* [Records of labeled points]:
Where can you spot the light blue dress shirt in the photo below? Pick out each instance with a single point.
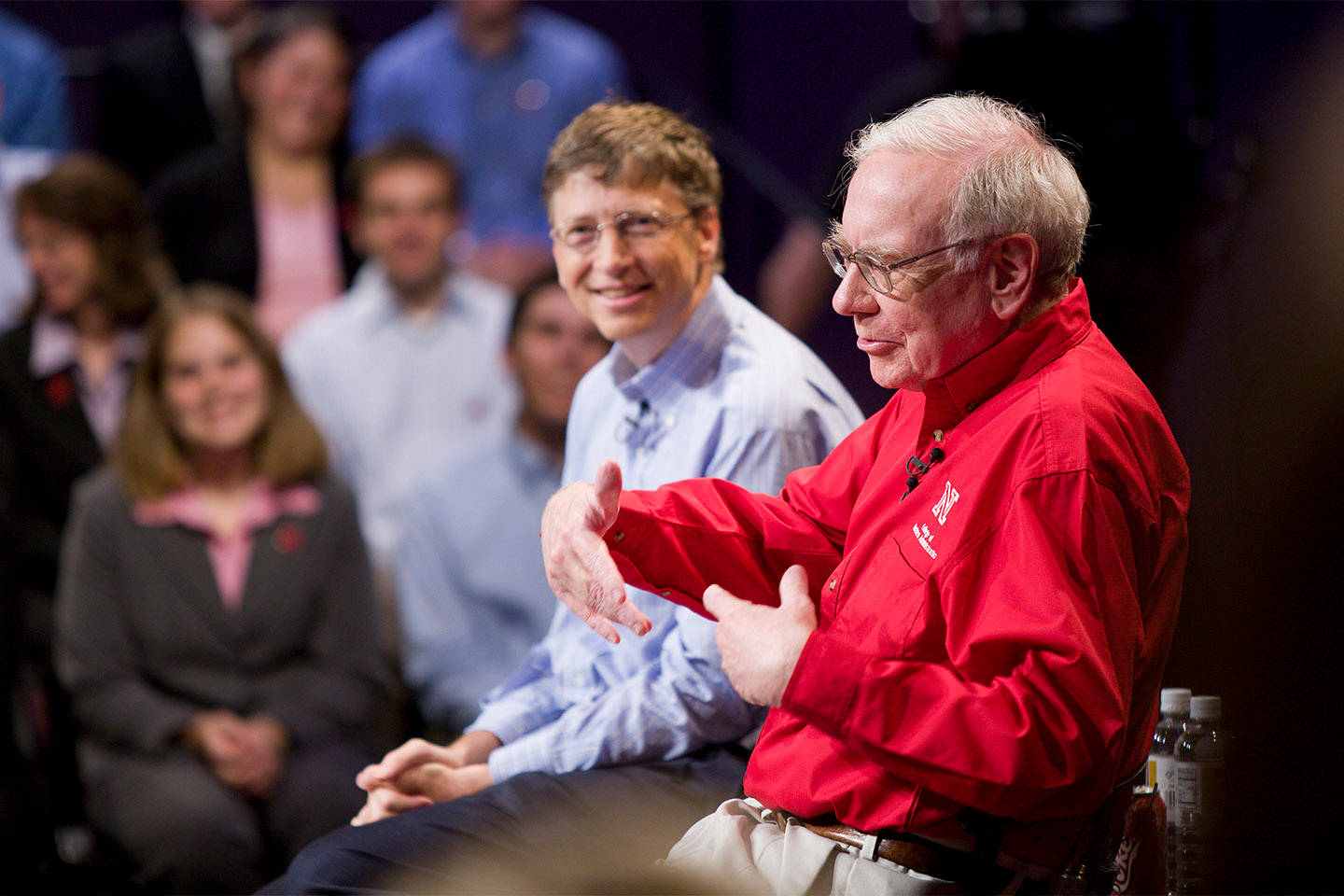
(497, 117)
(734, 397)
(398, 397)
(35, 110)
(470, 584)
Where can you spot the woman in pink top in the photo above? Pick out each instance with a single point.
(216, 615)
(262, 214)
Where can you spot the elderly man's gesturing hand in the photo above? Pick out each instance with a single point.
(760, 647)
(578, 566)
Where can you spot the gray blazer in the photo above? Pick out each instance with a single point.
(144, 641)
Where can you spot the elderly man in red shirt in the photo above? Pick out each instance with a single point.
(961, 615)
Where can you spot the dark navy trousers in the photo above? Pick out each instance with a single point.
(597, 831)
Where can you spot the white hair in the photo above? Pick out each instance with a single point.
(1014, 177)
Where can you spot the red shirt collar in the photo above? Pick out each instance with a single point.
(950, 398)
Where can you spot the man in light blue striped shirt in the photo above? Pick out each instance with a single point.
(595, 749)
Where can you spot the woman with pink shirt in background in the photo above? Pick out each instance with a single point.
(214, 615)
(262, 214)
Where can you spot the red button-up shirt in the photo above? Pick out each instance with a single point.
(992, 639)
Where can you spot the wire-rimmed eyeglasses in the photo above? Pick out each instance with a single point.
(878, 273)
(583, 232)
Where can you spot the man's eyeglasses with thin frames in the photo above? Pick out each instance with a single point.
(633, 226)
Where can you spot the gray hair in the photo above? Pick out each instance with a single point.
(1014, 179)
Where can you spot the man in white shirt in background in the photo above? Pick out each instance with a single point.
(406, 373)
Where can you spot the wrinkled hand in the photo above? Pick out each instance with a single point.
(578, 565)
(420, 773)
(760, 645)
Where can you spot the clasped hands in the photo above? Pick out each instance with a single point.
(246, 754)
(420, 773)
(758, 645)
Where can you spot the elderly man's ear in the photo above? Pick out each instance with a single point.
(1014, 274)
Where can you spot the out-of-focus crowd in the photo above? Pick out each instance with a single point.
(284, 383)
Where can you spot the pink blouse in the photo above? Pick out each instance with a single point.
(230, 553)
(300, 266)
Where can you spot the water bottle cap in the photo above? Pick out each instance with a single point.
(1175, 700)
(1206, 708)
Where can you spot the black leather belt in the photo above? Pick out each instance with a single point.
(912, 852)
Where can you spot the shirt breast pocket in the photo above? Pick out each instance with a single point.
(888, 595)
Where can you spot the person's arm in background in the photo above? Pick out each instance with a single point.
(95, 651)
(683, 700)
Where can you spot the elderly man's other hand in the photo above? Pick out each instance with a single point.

* [What you are asked to do]: Reproduce the lines of the entries above exactly, but only from the line containing "Where can you spot the out-of-focus" through the final line.

* [Response to this exercise]:
Where can you spot the out-of-focus crowd in the photo above? Pick out each instance with a single point.
(284, 383)
Where can you spot the pink blouse in the photo above? Pick out each instance with a single point.
(230, 553)
(300, 266)
Where can you spot the water bottle cap in the photo above? Pick out each instance with a single point.
(1175, 700)
(1206, 708)
Where can you spot the black leather belt in the photo above? Pick out each instance with a single point.
(912, 852)
Where can you spot the shirt breast pocket in the photo above? Pick out each instance with a single point.
(888, 595)
Where can you spot the person's arm in background in the photo above? Pick out each instance with a single point.
(95, 651)
(683, 700)
Where can you spot the elderly man's other hand in the photo above? Pick out each instance with a single point.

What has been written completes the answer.